To do:
Please report every line in the records below that contains the word "stack", copying each such line in full.

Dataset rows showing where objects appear
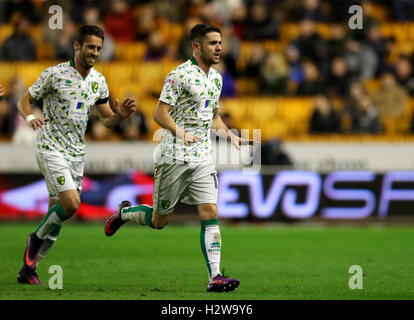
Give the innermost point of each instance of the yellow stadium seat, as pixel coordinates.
(133, 52)
(5, 31)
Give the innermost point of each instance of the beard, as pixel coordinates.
(83, 59)
(207, 58)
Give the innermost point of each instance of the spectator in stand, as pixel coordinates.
(92, 16)
(223, 9)
(339, 78)
(378, 44)
(296, 73)
(146, 23)
(273, 78)
(404, 74)
(404, 10)
(78, 8)
(157, 48)
(273, 154)
(336, 41)
(324, 119)
(135, 127)
(64, 42)
(367, 20)
(365, 117)
(360, 59)
(255, 60)
(230, 49)
(20, 45)
(356, 92)
(239, 20)
(312, 83)
(261, 23)
(6, 121)
(391, 98)
(20, 8)
(312, 46)
(119, 21)
(312, 10)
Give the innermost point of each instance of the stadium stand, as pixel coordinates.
(285, 116)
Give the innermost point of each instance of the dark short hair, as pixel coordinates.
(200, 30)
(88, 30)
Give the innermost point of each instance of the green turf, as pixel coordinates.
(272, 262)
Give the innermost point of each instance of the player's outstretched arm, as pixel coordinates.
(110, 119)
(25, 109)
(164, 119)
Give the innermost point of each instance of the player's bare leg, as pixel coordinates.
(67, 205)
(141, 214)
(210, 240)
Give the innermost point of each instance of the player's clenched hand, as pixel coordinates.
(37, 123)
(238, 141)
(126, 108)
(189, 138)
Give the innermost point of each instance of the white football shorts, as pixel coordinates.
(189, 183)
(60, 174)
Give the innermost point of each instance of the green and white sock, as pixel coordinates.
(48, 242)
(210, 240)
(141, 214)
(54, 218)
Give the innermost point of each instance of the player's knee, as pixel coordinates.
(159, 224)
(70, 206)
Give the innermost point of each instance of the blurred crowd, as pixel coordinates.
(332, 69)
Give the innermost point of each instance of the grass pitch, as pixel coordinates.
(272, 262)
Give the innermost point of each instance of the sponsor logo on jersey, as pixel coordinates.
(61, 180)
(94, 86)
(165, 204)
(80, 105)
(217, 82)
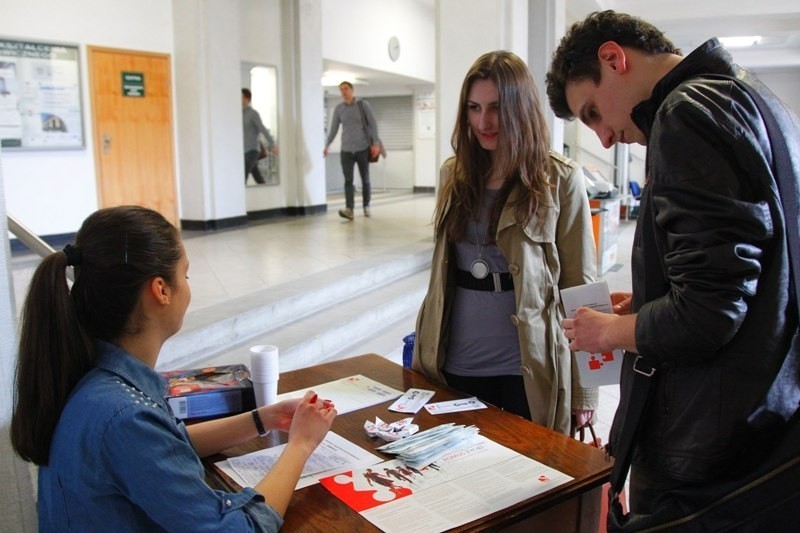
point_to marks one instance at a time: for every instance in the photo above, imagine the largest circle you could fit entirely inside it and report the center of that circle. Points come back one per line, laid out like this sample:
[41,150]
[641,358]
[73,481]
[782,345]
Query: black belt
[494,281]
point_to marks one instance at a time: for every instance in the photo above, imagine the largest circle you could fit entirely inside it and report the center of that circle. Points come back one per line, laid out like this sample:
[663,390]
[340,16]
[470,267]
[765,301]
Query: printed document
[349,394]
[334,454]
[595,369]
[464,485]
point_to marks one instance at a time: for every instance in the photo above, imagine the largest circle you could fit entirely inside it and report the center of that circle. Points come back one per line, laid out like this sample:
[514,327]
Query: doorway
[131,95]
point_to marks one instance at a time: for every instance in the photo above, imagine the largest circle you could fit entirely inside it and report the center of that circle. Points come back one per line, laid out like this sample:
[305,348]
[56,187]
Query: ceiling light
[741,41]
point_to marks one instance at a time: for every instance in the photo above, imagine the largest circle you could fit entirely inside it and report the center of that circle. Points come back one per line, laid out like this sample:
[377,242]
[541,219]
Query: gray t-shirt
[483,341]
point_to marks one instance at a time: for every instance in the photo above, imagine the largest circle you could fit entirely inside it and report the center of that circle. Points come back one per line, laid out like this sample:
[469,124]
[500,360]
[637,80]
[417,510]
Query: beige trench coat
[554,251]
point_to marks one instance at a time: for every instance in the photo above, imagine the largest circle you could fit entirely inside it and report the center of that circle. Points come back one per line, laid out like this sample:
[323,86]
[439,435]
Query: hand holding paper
[591,305]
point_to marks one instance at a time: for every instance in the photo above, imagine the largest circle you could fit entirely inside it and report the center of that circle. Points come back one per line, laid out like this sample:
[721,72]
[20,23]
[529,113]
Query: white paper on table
[454,406]
[595,369]
[349,394]
[333,455]
[412,401]
[470,482]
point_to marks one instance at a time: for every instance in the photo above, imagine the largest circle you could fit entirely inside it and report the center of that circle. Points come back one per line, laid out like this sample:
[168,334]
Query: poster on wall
[40,96]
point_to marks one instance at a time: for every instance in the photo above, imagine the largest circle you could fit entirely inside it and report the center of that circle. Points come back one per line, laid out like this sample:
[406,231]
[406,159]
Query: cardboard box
[211,392]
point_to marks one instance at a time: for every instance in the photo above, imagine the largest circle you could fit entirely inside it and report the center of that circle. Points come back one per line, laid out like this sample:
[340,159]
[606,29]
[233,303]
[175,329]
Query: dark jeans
[349,159]
[505,392]
[251,166]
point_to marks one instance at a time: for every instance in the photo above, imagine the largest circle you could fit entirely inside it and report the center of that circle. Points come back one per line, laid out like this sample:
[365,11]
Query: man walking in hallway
[252,126]
[359,141]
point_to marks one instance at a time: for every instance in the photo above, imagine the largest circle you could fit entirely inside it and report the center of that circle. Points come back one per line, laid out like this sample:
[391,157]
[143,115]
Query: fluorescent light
[741,41]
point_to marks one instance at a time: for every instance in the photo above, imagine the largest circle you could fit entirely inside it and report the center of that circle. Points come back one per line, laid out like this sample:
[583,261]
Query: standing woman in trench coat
[512,227]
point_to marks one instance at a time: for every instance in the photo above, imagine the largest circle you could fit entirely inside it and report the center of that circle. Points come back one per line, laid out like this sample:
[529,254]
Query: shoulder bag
[372,159]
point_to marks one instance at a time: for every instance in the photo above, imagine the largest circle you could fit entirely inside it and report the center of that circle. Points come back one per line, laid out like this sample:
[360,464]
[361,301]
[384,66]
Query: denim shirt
[120,460]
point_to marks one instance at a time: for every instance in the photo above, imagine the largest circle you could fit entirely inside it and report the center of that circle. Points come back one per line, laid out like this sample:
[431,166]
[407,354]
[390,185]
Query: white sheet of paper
[595,369]
[453,406]
[349,394]
[333,455]
[412,401]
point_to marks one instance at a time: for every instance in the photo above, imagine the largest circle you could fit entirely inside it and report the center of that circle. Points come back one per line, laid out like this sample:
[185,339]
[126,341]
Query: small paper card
[453,406]
[412,401]
[595,369]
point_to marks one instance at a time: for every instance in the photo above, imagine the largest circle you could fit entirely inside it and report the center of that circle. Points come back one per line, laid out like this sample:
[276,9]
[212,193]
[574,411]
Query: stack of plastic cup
[264,373]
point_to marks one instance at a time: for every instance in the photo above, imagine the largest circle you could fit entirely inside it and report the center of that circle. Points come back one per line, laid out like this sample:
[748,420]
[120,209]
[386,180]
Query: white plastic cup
[264,373]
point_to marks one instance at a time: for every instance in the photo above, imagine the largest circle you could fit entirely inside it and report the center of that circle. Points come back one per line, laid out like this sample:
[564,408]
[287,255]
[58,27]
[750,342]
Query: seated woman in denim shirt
[90,409]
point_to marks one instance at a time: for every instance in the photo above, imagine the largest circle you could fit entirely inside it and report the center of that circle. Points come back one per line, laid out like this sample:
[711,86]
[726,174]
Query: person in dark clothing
[712,308]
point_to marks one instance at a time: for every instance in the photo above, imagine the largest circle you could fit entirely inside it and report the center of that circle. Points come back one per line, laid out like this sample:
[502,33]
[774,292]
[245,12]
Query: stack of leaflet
[428,446]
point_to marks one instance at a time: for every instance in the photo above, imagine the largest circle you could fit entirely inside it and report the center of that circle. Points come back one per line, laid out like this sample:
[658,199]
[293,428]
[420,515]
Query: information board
[40,96]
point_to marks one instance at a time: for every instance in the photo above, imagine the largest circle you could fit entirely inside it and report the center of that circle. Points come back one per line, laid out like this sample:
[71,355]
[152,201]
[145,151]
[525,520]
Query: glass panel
[262,80]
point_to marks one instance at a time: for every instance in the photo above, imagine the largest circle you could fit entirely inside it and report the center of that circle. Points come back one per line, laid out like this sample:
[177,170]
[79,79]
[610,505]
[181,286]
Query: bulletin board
[40,96]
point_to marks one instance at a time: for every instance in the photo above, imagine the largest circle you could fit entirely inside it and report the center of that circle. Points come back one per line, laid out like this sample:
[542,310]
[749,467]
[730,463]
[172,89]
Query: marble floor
[230,263]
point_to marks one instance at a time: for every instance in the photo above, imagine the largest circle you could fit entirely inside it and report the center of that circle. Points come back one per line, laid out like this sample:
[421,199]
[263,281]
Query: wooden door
[132,125]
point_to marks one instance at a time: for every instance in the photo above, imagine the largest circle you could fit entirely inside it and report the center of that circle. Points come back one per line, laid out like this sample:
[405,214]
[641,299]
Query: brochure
[460,487]
[595,369]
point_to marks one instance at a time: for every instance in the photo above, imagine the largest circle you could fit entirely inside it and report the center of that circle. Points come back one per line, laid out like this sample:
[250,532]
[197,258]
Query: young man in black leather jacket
[712,308]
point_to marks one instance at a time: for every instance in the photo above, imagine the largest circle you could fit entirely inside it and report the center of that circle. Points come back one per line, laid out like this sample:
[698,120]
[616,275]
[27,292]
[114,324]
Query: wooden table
[573,506]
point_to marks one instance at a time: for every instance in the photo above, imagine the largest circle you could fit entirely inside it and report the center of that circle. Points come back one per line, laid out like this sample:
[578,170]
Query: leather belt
[495,281]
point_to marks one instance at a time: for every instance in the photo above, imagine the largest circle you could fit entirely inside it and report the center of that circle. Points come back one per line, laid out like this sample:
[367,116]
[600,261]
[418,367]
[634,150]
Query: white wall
[51,192]
[358,32]
[17,507]
[377,21]
[784,83]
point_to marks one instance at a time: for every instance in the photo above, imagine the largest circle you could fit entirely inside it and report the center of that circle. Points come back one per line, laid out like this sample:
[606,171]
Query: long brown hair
[522,155]
[117,250]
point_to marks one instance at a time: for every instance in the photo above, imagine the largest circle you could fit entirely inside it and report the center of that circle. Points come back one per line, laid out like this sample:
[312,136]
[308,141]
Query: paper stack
[428,446]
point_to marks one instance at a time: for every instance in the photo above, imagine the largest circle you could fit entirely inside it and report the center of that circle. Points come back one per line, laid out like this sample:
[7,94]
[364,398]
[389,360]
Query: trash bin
[408,349]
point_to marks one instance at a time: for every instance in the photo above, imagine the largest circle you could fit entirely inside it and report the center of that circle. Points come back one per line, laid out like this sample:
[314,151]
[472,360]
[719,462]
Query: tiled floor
[231,263]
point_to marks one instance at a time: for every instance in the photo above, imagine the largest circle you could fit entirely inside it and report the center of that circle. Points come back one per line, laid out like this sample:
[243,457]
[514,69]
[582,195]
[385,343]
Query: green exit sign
[133,84]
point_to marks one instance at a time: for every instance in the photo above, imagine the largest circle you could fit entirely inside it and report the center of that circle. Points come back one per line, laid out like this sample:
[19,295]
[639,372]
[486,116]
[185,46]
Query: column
[208,113]
[301,115]
[546,26]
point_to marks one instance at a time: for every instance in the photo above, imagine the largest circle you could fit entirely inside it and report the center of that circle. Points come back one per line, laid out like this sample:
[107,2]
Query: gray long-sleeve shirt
[354,137]
[252,126]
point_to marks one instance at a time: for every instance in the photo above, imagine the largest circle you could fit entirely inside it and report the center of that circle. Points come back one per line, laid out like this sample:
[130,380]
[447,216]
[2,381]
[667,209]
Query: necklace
[479,267]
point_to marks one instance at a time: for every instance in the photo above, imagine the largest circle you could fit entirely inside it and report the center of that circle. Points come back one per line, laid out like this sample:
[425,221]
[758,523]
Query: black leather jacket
[710,268]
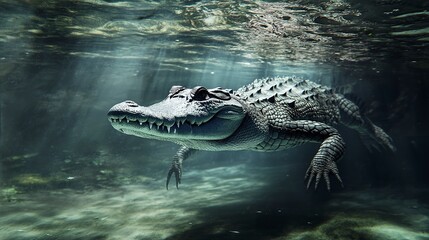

Response for this exercise:
Query: stack of plastic cup
Query: stack of leaflet
Query: paper stack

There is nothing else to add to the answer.